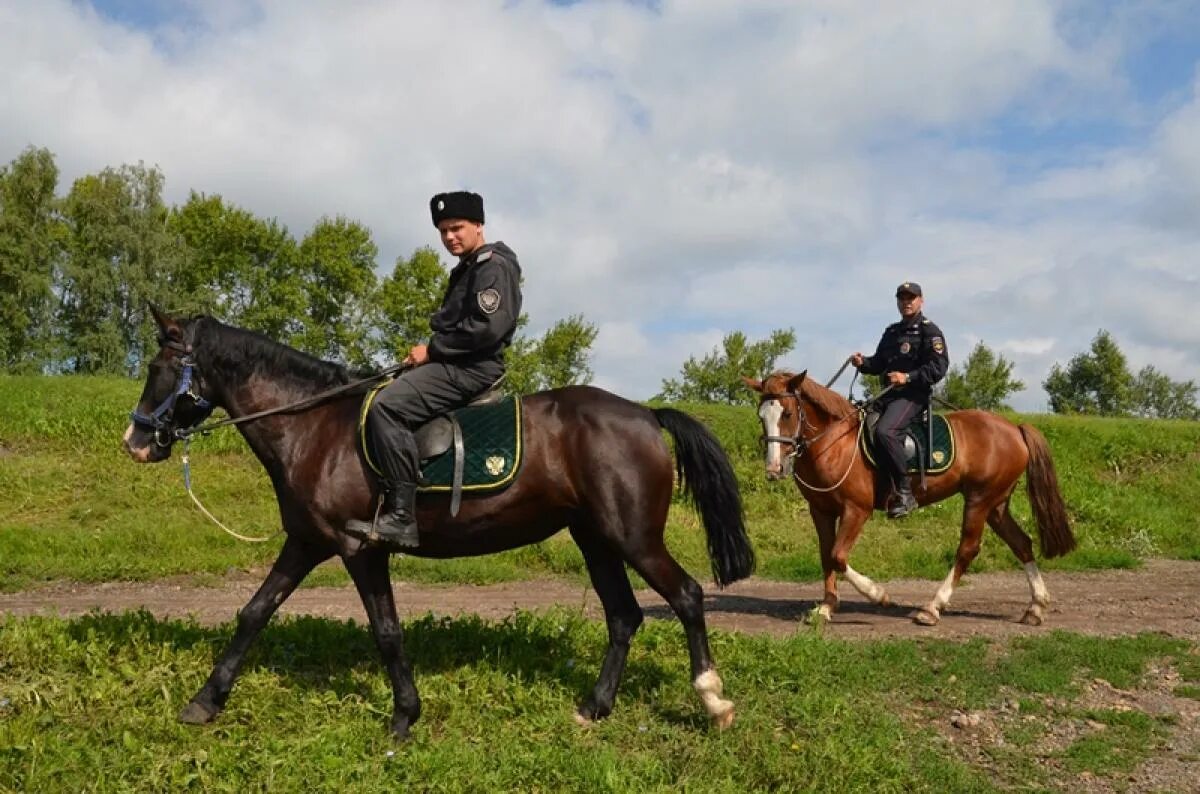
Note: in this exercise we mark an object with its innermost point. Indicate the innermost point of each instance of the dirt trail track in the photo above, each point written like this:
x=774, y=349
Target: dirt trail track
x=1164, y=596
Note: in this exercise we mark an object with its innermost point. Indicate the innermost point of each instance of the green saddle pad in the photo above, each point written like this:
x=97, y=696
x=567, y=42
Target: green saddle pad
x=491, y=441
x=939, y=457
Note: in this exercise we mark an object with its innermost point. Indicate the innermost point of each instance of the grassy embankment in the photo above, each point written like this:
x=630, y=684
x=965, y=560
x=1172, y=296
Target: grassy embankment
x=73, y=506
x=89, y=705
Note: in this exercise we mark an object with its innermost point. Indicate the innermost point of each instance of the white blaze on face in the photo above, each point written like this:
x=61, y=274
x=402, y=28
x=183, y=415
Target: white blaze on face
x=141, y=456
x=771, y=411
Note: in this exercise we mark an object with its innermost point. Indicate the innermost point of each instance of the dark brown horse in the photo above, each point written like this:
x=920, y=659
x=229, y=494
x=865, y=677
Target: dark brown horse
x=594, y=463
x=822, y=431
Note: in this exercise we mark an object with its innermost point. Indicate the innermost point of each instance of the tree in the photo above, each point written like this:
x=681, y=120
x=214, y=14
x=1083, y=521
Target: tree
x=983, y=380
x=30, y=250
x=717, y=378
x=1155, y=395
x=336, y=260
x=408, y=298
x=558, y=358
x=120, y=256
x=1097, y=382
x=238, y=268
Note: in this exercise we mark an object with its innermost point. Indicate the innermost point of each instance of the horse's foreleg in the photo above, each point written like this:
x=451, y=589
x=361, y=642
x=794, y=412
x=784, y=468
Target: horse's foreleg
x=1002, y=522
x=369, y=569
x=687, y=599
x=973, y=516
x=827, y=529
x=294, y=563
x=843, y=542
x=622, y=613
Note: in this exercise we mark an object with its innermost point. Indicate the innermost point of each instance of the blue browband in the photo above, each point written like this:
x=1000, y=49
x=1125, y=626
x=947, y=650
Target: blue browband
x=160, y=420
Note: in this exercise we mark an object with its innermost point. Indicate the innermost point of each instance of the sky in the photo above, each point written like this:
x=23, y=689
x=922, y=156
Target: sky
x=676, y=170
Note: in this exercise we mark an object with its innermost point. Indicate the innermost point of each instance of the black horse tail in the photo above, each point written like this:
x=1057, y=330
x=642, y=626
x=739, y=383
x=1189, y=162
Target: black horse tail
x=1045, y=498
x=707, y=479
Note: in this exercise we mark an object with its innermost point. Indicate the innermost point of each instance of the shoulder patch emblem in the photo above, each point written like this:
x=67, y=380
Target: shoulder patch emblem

___

Copy every line above word for word, but leave out the pictures.

• **Reply**:
Note: in this exercise we mark an object with its innermost point. Indicate the innermost point of each instance of the dirt trail track in the photo above, each point written like this:
x=774, y=349
Target: dirt trail track
x=1164, y=596
Note: in this exercise we mark an object with its innermost point. Indicate the innermost point of each instance of the green saddle pad in the photo above, each point written like this:
x=97, y=696
x=567, y=42
Target: green saddle pad
x=491, y=441
x=939, y=457
Note: in this exercise we mark an object with its innermost point. Indicate the innermost point of each instance of the grassy embankment in the photo above, each point written like this:
x=630, y=684
x=965, y=560
x=1172, y=296
Target: grassy embankment
x=73, y=506
x=89, y=705
Note: in this exercise we mark an object with its innermost point. Indicate the innermost point of each instance of the white blaze on face in the photo above, each point written like this:
x=61, y=274
x=402, y=28
x=183, y=415
Target: white blaze on face
x=141, y=456
x=771, y=411
Note: in this exercise we mark an object with its innermost point. Indicate the innermost point of each instance of the dark brown horse in the photo above, each point written like this:
x=920, y=659
x=229, y=494
x=865, y=677
Target: dark brown horse
x=594, y=463
x=822, y=431
Note: in this exercise we mark an object with its innermost point. Indicate the innermost point of each instance of the tree in the photo above, each point written like this:
x=681, y=120
x=214, y=14
x=1083, y=521
Target: tree
x=983, y=380
x=30, y=250
x=717, y=378
x=1155, y=395
x=336, y=260
x=408, y=298
x=558, y=358
x=120, y=256
x=1097, y=382
x=238, y=268
Note: in this exercise we mark an object with its innermost point. Indicate the innermost point of each instance of the horse's foreleg in the photo above, each point written like this:
x=451, y=589
x=361, y=642
x=794, y=412
x=784, y=468
Target: horse's foreleg
x=1002, y=522
x=369, y=569
x=687, y=599
x=973, y=516
x=827, y=529
x=294, y=563
x=843, y=542
x=622, y=613
Note: in this exercise we mark an object with its innermost point. Indicate the innermost point of each instance of the blue browband in the photo above, each point written like this:
x=1000, y=49
x=1125, y=626
x=947, y=650
Target: blue browband
x=160, y=420
Note: in this exercise we mark an object with its innermost point. Indicate the innermost point of each instance of the sky in the photo above, each point written like this:
x=23, y=689
x=922, y=156
Target: sky
x=676, y=170
Note: in this exercise we mark an object with its innermost point. Indicate the innermost point of each instance of the black horse tail in the photo above, each point written like this:
x=1057, y=330
x=642, y=626
x=739, y=383
x=1189, y=162
Target: black horse tail
x=1045, y=498
x=707, y=479
Note: in this exercise we mark an object with its innermost point. Indicate the innermost point of each instance of the shoulder patch emblem in the photo above, each point written like this:
x=67, y=380
Target: shoulder patch emblem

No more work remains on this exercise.